**EXERCISE DETAILS**
Reproduce the items below word for word, starting at the line that contains "Examine the photograph above and mark every kitten's open" and ending at the line that contains "[111,229,156,300]". Leave the pictures out.

**DATA FOR PROCESSING**
..............................

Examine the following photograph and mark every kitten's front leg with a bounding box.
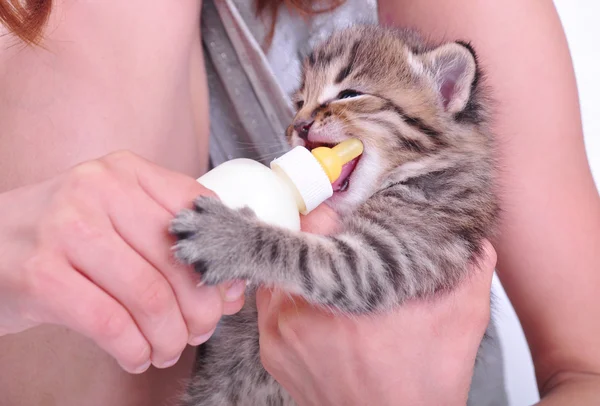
[170,197,384,312]
[170,197,310,285]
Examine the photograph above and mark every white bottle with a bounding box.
[198,139,363,230]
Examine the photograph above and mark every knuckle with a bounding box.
[82,303,130,341]
[138,278,174,315]
[102,149,138,166]
[55,208,104,246]
[118,343,151,370]
[66,160,110,191]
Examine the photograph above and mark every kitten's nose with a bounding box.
[294,121,314,140]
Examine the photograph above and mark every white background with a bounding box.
[495,0,600,406]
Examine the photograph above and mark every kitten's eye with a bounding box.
[338,89,362,100]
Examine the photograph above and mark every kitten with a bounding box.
[171,26,498,406]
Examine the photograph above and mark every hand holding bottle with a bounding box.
[0,153,244,372]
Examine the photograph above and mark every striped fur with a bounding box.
[171,26,498,406]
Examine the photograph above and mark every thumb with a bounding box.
[301,204,339,235]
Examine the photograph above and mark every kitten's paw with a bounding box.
[169,197,256,285]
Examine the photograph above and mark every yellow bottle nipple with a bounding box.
[311,138,363,183]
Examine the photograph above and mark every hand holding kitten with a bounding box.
[257,206,496,406]
[0,153,244,372]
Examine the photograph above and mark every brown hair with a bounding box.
[0,0,345,47]
[0,0,52,44]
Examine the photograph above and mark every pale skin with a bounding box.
[0,0,600,405]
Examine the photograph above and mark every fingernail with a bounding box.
[224,281,246,302]
[133,360,152,374]
[190,328,216,345]
[156,354,181,369]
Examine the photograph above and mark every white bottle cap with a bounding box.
[271,146,333,214]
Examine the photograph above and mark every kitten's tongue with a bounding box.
[331,158,358,192]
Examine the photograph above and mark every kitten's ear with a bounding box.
[419,42,477,114]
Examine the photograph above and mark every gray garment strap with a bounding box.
[201,0,508,406]
[201,0,294,166]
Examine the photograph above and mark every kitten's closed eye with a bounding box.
[337,89,362,100]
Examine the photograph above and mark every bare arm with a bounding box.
[0,0,220,405]
[379,0,600,405]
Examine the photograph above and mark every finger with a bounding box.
[105,189,227,345]
[27,262,151,373]
[301,204,339,235]
[104,152,215,216]
[63,225,188,368]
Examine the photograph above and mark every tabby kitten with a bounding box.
[171,26,498,406]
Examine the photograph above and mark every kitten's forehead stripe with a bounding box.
[335,41,360,83]
[317,85,342,106]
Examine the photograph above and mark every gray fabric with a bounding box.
[201,0,508,406]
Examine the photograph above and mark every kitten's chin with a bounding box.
[326,153,379,215]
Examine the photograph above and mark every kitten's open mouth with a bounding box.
[304,141,360,192]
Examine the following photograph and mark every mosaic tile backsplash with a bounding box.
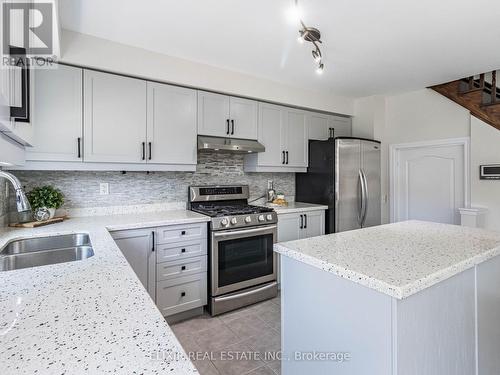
[0,152,295,220]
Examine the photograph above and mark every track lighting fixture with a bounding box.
[294,0,325,74]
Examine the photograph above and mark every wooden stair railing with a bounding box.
[430,71,500,130]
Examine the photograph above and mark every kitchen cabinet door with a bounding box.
[278,213,302,242]
[83,70,147,163]
[256,103,285,166]
[328,116,352,137]
[198,91,231,137]
[111,229,156,301]
[147,82,197,165]
[301,210,325,238]
[285,109,308,167]
[229,97,259,139]
[26,64,83,162]
[306,112,331,141]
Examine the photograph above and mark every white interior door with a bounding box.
[392,142,468,224]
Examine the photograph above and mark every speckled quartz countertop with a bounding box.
[0,210,209,375]
[265,202,328,215]
[275,221,500,299]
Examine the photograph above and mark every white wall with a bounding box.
[471,117,500,230]
[353,89,476,223]
[60,30,353,115]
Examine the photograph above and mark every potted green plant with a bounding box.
[26,185,64,219]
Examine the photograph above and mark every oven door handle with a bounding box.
[213,225,278,238]
[217,282,278,302]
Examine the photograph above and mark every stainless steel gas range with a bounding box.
[189,185,278,315]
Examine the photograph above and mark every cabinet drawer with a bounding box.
[156,239,207,263]
[156,223,207,244]
[156,255,207,281]
[156,272,207,316]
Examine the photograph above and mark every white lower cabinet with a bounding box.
[156,272,207,316]
[276,210,325,285]
[112,223,207,316]
[278,210,325,242]
[111,229,156,300]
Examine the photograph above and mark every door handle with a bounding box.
[358,169,366,227]
[77,137,82,159]
[361,169,368,226]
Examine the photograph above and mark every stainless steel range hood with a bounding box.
[198,135,266,154]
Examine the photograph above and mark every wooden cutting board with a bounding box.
[9,216,67,228]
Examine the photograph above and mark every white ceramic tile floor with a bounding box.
[172,296,281,375]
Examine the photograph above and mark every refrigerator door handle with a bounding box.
[360,169,368,227]
[358,169,366,227]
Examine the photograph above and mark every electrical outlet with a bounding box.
[99,182,109,195]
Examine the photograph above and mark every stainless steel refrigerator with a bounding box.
[295,137,381,233]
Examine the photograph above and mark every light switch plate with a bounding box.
[99,182,109,195]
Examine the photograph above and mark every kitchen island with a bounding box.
[275,221,500,375]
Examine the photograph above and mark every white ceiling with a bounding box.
[60,0,500,97]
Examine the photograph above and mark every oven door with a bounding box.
[211,225,277,296]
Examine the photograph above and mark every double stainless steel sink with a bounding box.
[0,233,94,271]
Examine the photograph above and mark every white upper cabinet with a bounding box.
[229,97,259,139]
[284,108,308,168]
[245,103,308,172]
[251,103,286,167]
[198,91,231,137]
[147,82,197,165]
[83,70,147,163]
[198,91,258,139]
[306,112,352,141]
[26,65,83,162]
[306,112,332,141]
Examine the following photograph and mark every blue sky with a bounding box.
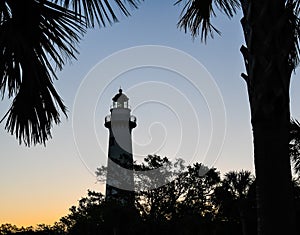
[0,0,300,225]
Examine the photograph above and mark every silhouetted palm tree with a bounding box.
[290,120,300,175]
[214,170,254,235]
[177,0,300,234]
[0,0,139,146]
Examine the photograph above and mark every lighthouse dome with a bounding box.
[112,88,129,103]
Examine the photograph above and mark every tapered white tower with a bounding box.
[104,89,136,205]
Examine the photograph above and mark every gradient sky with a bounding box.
[0,0,300,226]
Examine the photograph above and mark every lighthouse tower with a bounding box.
[104,89,136,205]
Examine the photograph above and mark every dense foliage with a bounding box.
[0,155,300,235]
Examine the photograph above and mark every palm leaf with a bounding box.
[175,0,240,41]
[53,0,143,27]
[0,0,84,146]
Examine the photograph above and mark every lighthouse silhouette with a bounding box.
[104,88,137,205]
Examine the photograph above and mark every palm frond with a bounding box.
[0,0,84,146]
[289,119,300,174]
[52,0,143,27]
[175,0,240,41]
[286,0,300,69]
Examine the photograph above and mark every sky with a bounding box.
[0,0,300,226]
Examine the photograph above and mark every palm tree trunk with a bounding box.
[240,0,295,235]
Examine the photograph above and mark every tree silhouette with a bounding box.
[213,170,254,235]
[290,120,300,173]
[0,0,139,146]
[177,0,300,235]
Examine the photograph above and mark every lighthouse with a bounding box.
[104,88,136,205]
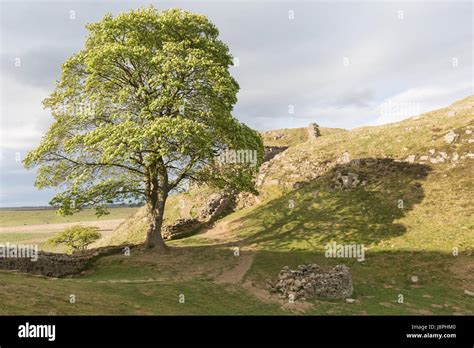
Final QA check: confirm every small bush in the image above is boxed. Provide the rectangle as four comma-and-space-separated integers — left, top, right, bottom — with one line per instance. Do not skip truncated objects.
48, 225, 101, 252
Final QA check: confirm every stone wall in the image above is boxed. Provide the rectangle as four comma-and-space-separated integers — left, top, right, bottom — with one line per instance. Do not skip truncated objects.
0, 245, 131, 278
161, 193, 235, 239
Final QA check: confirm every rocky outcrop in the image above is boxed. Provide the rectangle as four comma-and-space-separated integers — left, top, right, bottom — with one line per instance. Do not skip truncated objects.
307, 123, 321, 140
270, 264, 353, 300
161, 218, 204, 239
263, 146, 288, 162
199, 193, 234, 222
161, 193, 234, 239
0, 245, 131, 278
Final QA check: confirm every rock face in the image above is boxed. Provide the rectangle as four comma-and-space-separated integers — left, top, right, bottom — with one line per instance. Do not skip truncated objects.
444, 131, 459, 144
199, 193, 233, 222
263, 146, 288, 162
307, 123, 321, 140
161, 193, 234, 239
0, 245, 131, 278
271, 264, 353, 300
161, 218, 204, 239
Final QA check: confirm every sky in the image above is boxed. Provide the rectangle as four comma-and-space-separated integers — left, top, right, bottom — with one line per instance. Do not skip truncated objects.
0, 0, 474, 207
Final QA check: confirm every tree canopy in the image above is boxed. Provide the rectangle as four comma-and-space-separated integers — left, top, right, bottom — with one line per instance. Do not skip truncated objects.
24, 7, 263, 250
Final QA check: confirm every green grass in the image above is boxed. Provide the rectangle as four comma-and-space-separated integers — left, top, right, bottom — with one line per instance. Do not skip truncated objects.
0, 97, 474, 315
0, 208, 138, 227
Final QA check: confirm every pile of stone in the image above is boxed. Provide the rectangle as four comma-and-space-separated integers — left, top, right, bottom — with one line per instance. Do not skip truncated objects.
270, 264, 353, 301
0, 245, 131, 278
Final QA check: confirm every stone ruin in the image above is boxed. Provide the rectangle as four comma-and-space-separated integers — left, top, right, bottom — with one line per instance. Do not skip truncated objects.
270, 264, 353, 301
0, 245, 132, 278
307, 123, 321, 140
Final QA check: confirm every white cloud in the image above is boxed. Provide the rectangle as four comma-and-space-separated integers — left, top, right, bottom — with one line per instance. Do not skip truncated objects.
369, 85, 472, 125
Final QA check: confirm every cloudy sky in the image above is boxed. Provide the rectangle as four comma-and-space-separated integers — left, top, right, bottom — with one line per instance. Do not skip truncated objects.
0, 0, 473, 207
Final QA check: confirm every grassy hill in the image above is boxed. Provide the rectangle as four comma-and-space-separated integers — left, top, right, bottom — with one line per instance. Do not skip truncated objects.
0, 96, 474, 315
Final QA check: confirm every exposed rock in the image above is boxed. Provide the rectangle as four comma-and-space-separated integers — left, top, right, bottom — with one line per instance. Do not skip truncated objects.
420, 155, 429, 162
334, 172, 361, 189
444, 130, 458, 144
161, 218, 204, 239
307, 123, 321, 140
272, 264, 353, 300
336, 151, 351, 164
161, 193, 234, 239
199, 193, 233, 222
263, 146, 288, 162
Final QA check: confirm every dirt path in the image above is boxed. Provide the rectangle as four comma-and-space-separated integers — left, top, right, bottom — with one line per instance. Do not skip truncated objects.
0, 219, 125, 233
199, 219, 254, 284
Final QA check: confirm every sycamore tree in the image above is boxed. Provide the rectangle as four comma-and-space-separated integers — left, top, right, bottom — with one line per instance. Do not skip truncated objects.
24, 7, 263, 251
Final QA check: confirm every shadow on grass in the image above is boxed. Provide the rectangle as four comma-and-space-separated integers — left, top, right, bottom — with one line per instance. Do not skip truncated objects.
231, 158, 430, 250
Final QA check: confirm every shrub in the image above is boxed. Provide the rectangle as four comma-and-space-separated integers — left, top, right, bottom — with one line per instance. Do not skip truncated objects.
48, 225, 101, 252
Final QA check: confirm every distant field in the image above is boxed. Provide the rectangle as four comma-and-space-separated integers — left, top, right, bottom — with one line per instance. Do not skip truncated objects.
0, 208, 138, 227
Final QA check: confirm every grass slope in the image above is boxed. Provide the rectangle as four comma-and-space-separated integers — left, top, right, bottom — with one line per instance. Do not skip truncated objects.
0, 97, 474, 315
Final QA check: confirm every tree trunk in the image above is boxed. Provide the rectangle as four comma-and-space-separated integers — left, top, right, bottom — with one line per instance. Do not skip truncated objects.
145, 195, 168, 253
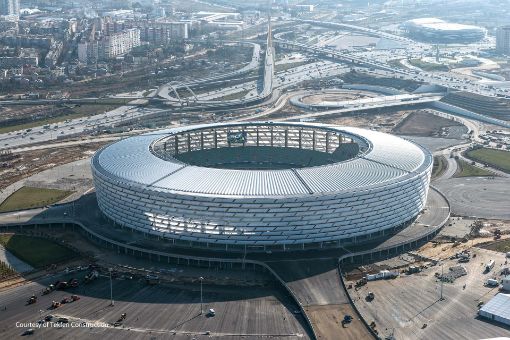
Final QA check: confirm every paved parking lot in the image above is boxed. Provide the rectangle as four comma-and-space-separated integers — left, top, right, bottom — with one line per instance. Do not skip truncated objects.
434, 177, 510, 219
349, 248, 510, 340
0, 272, 309, 340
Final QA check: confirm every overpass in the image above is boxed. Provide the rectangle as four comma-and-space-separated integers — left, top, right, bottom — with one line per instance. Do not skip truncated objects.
284, 95, 442, 121
274, 39, 408, 75
157, 19, 275, 109
296, 19, 417, 45
156, 42, 260, 101
290, 93, 443, 111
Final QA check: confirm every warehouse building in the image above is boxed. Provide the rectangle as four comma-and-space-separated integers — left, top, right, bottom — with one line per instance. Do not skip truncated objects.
478, 293, 510, 326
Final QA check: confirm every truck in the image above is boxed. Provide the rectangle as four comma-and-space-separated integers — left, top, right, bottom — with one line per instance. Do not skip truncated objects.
84, 270, 99, 283
145, 274, 159, 285
486, 279, 499, 287
27, 295, 37, 305
485, 260, 496, 273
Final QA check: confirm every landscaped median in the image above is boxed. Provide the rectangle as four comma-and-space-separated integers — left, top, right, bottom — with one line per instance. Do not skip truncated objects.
0, 234, 77, 268
454, 159, 495, 177
465, 148, 510, 173
0, 187, 73, 213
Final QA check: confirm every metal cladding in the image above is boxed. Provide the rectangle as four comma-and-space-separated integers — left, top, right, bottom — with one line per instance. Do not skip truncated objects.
91, 122, 432, 251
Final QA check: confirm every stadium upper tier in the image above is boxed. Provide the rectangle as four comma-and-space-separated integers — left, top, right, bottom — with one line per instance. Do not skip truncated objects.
401, 18, 487, 43
92, 122, 432, 251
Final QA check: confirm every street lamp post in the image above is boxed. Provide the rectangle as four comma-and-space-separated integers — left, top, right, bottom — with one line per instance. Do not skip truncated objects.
108, 268, 114, 306
199, 276, 204, 315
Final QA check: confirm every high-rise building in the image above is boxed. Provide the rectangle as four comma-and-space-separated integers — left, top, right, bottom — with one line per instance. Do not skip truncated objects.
496, 25, 510, 54
78, 28, 140, 63
0, 0, 19, 15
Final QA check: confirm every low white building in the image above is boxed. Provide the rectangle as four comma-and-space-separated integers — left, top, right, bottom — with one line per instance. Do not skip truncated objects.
501, 275, 510, 290
478, 293, 510, 325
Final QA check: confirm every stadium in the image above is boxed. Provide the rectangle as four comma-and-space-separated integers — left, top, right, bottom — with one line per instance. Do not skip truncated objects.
91, 122, 432, 252
401, 18, 487, 43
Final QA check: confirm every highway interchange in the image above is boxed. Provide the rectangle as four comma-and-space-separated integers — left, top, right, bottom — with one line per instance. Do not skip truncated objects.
0, 13, 510, 339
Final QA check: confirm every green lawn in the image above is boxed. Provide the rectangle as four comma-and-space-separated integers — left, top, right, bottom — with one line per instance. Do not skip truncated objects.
454, 159, 494, 177
0, 104, 119, 133
0, 261, 16, 279
484, 239, 510, 253
466, 148, 510, 172
0, 234, 76, 268
409, 59, 449, 72
0, 187, 73, 212
432, 156, 448, 178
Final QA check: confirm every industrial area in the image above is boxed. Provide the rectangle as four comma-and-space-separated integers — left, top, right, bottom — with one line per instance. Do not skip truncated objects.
0, 0, 510, 340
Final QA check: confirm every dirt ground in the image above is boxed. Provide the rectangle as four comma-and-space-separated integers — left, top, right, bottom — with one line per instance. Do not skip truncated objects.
349, 248, 510, 339
393, 110, 462, 137
305, 304, 372, 340
0, 142, 107, 189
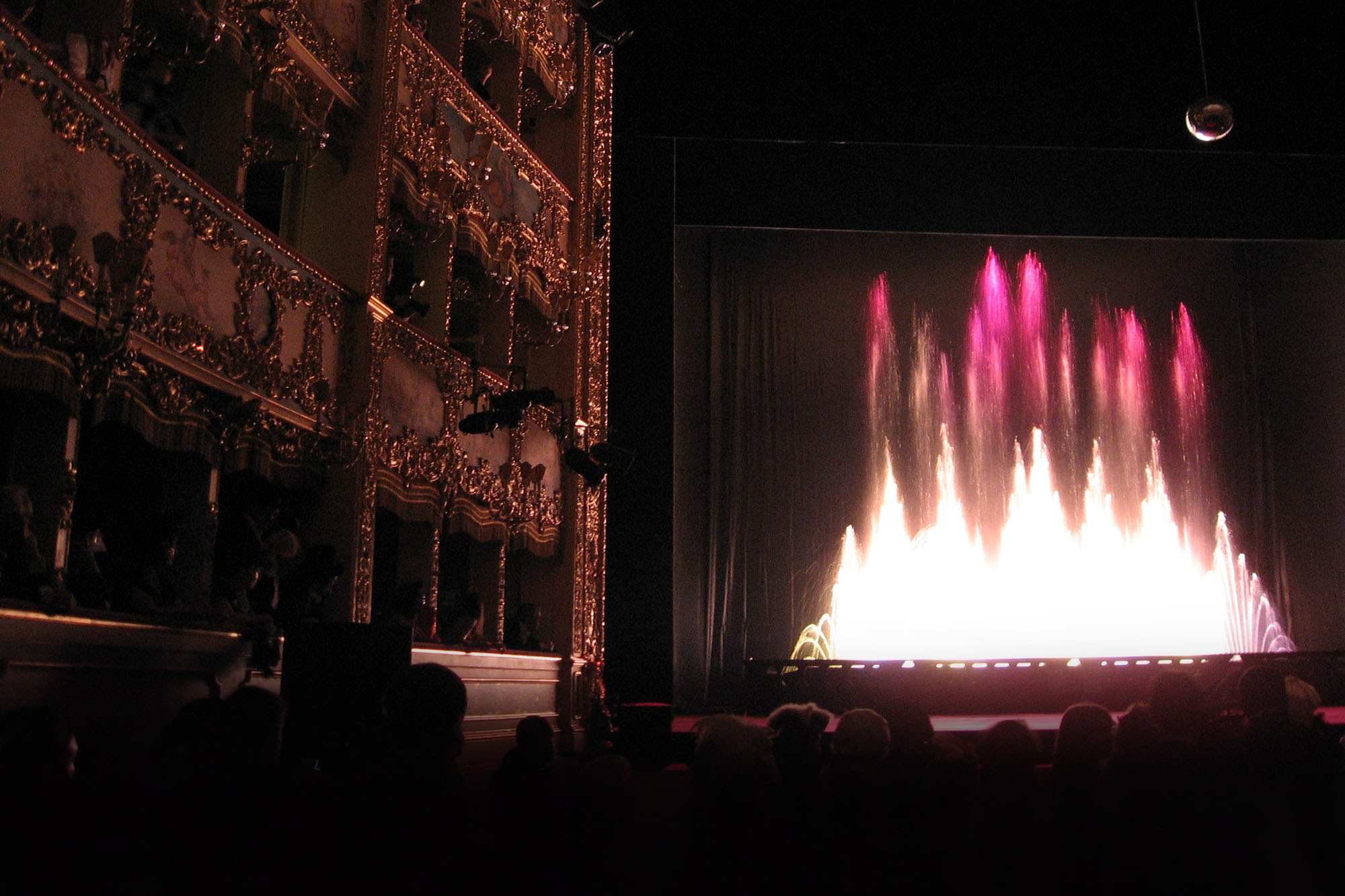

..............................

**SOLUTION FOR THIS EXERCISE**
Examine the photograph above and mark every kitten's open mouth with a bounding box.
[304,141,360,192]
Examine the following photograph and mark every mosaic tile backsplash with a bounding box.
[0,152,295,220]
Examine the photograph above and mark every track lighting fixture with a bounding box.
[294,0,325,74]
Examine the photograph above and mark every wooden stair railing with a bounding box.
[430,71,500,130]
Examine the photograph above and mark every kitchen cabinet door with a bounding box.
[278,213,302,242]
[83,70,147,163]
[256,103,285,166]
[328,116,352,137]
[198,91,231,137]
[111,229,156,301]
[147,82,197,165]
[301,210,325,238]
[285,109,308,167]
[229,97,259,139]
[26,64,83,162]
[306,112,331,141]
Examine the photograph above and mark every white interior door with a bounding box.
[392,142,468,224]
Examine the photograph above and mark every speckled quartz countertop with a bounding box.
[0,210,209,375]
[265,202,328,215]
[275,221,500,299]
Examine the photograph above and mark every white wall with a bounding box.
[471,117,500,230]
[353,89,476,223]
[60,30,353,115]
Examine the photograph above and mark every potted green plant with a bounding box.
[26,185,64,219]
Examine the photograph above and mark every oven door handle with a bounding box.
[213,225,278,238]
[217,282,278,302]
Examine the photograph above and mark every stainless steel gas range with a bounding box.
[189,185,278,315]
Examine the photograph above and mark every cabinet drawer with a bounding box.
[156,239,207,263]
[156,223,207,244]
[156,255,207,281]
[156,272,207,316]
Examine the photograph above and mark every white lower cabinet with a bounding box.
[156,272,207,316]
[276,210,325,285]
[112,223,207,316]
[278,210,325,242]
[111,229,156,300]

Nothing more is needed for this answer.